(Beginning of Given information)

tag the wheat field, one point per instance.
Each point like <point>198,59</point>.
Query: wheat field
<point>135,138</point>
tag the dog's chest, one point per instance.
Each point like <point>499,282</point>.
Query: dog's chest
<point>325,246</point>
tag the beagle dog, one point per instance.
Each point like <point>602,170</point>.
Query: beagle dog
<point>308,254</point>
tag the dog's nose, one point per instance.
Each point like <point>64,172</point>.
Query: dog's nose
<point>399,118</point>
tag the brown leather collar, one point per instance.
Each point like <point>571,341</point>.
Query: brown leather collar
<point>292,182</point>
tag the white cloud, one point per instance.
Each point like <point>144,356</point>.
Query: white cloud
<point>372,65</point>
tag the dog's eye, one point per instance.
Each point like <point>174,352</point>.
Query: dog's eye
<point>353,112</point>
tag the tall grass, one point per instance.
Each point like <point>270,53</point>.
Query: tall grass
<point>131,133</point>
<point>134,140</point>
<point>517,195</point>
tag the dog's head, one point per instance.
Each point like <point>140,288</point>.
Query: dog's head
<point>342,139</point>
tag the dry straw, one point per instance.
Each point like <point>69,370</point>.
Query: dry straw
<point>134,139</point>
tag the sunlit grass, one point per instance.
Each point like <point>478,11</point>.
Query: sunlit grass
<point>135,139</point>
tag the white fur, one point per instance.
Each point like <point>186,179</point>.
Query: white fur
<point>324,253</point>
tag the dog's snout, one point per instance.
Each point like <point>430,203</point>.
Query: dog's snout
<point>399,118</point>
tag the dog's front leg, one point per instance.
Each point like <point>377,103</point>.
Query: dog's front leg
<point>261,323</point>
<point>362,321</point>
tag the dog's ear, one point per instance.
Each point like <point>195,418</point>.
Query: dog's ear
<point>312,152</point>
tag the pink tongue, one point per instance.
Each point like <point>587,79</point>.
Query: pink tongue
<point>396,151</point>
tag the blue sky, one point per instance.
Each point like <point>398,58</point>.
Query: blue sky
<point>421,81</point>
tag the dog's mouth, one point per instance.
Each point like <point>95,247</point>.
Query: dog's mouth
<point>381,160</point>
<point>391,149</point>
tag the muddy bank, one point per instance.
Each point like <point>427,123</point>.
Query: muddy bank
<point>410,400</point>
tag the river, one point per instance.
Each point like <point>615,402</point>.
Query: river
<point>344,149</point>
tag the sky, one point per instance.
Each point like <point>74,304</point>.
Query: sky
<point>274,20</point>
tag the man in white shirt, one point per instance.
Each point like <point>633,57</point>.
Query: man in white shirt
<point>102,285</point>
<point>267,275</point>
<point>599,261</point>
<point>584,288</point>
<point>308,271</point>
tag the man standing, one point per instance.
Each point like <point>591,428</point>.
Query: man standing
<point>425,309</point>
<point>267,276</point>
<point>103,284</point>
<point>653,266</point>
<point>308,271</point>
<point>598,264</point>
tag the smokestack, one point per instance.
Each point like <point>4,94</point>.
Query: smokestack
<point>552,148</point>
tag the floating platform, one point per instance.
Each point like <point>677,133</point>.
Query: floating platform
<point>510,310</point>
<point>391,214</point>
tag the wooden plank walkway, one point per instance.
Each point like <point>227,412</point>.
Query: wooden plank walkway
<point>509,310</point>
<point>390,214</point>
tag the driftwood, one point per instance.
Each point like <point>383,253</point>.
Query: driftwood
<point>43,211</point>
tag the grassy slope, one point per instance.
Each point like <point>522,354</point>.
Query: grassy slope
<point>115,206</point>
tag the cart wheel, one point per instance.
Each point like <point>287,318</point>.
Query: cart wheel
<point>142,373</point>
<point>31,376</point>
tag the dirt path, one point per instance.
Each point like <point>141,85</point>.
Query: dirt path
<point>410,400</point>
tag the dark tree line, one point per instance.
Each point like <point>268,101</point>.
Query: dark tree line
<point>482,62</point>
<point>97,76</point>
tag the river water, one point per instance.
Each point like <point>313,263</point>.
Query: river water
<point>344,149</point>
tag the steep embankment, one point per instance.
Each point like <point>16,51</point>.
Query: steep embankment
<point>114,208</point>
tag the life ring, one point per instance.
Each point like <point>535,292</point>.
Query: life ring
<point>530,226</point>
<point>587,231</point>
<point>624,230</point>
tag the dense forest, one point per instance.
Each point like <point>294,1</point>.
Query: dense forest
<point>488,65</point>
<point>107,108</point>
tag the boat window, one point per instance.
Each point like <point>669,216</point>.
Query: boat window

(End of Given information)

* [What to work on]
Every entry shown earlier is to be returned exactly, line for line.

* [Exercise answer]
tag the wheat field, one point per instance.
Each point like <point>198,59</point>.
Query: wheat field
<point>135,138</point>
tag the dog's chest, one point per instance.
Each point like <point>499,282</point>.
Query: dog's chest
<point>325,246</point>
tag the beagle dog, one point per instance.
Each point like <point>602,170</point>.
Query: beagle dog
<point>308,254</point>
tag the dog's nose, one point per instance.
Each point like <point>64,172</point>.
Query: dog's nose
<point>399,118</point>
tag the brown leather collar, one point per instance.
Each point like <point>571,341</point>.
Query: brown leather collar
<point>292,182</point>
tag the white cloud, one point per instance.
Each point like <point>144,356</point>.
Query: white cloud
<point>372,65</point>
tag the dog's eye, one point per instance.
Each point like <point>174,352</point>.
Query: dog's eye
<point>353,112</point>
tag the tall grass, one point per instance.
Each point like <point>270,53</point>.
Query: tall grass
<point>131,133</point>
<point>134,140</point>
<point>517,195</point>
tag the dog's head, one point per instance.
Each point like <point>140,288</point>.
Query: dog's head
<point>342,139</point>
tag the dry straw, one point per instance.
Each point like <point>69,370</point>.
Query: dry straw
<point>134,139</point>
tag the sunlit grass, one point per instance.
Each point like <point>478,11</point>.
Query: sunlit grass
<point>135,139</point>
tag the white fur, one point per instance.
Each point like <point>186,179</point>.
Query: white fur
<point>324,253</point>
tag the dog's snout, one point per instance.
Each point like <point>430,203</point>.
Query: dog's snout
<point>399,118</point>
tag the dog's front leg, one point per instance.
Each point like <point>377,103</point>.
Query: dog's front leg
<point>261,323</point>
<point>362,321</point>
tag the dog's ear, one point per instance.
Each point like <point>195,418</point>.
Query: dog's ear
<point>312,152</point>
tag the pink tongue, one point per instance.
Each point like <point>587,79</point>.
Query: pink tongue
<point>396,151</point>
tag the blue sky, one point per instance.
Each point like <point>398,58</point>.
Query: blue sky
<point>421,81</point>
tag the dog's mouth, one point per instance.
Each point like <point>95,247</point>.
Query: dog's mouth
<point>381,160</point>
<point>391,149</point>
tag the muddy bank, one point per instance.
Each point like <point>427,123</point>.
Query: muddy bank
<point>410,400</point>
tag the river, one point per instance.
Each point like <point>615,402</point>.
Query: river
<point>344,149</point>
tag the sky, one point per instance.
Each point like <point>74,304</point>.
Query: sky
<point>274,20</point>
tag the man in white shirt, one point per instance.
Each point like <point>633,57</point>.
Query: man in white shirt
<point>102,285</point>
<point>267,275</point>
<point>599,261</point>
<point>584,288</point>
<point>308,271</point>
tag the man standing, one point per instance.
Each point like <point>591,428</point>.
Query: man standing
<point>425,309</point>
<point>267,276</point>
<point>103,284</point>
<point>653,266</point>
<point>308,271</point>
<point>598,264</point>
tag the smokestack, one point per instance.
Each point like <point>4,94</point>.
Query: smokestack
<point>552,148</point>
tag the floating platform, one point per instance.
Each point like <point>677,133</point>.
Query: floating platform
<point>510,310</point>
<point>391,214</point>
tag the wooden plank walkway, one point per instance.
Each point like <point>227,412</point>.
Query: wooden plank walkway
<point>509,310</point>
<point>390,214</point>
tag the driftwood, one point per instance.
Each point like <point>383,253</point>.
Query: driftwood
<point>43,211</point>
tag the grassy slope, one point per instance.
Each point like <point>522,354</point>.
Query: grassy slope
<point>115,206</point>
tag the cart wheel, one point per instance.
Each point like <point>287,318</point>.
Query: cart wheel
<point>142,373</point>
<point>31,376</point>
tag the dirt path, one point per instance.
Each point like <point>141,85</point>.
Query: dirt path
<point>410,400</point>
tag the dark tree line, one point per instance.
Each point like <point>268,101</point>.
Query: dark tree line
<point>482,62</point>
<point>97,76</point>
tag the river water, one point per instance.
Each point like <point>313,263</point>.
Query: river water
<point>344,149</point>
tag the steep embankment, one point per instance.
Each point like <point>16,51</point>.
Query: steep embankment
<point>114,208</point>
tag the life ring, one point per instance.
Each point like <point>535,292</point>.
Query: life ring
<point>530,226</point>
<point>587,231</point>
<point>624,230</point>
tag the dense forest, one point per instance.
Each point like <point>294,1</point>.
Query: dense forest
<point>488,65</point>
<point>107,108</point>
tag the boat window, one point per instance.
Each point like <point>669,216</point>.
Query: boat window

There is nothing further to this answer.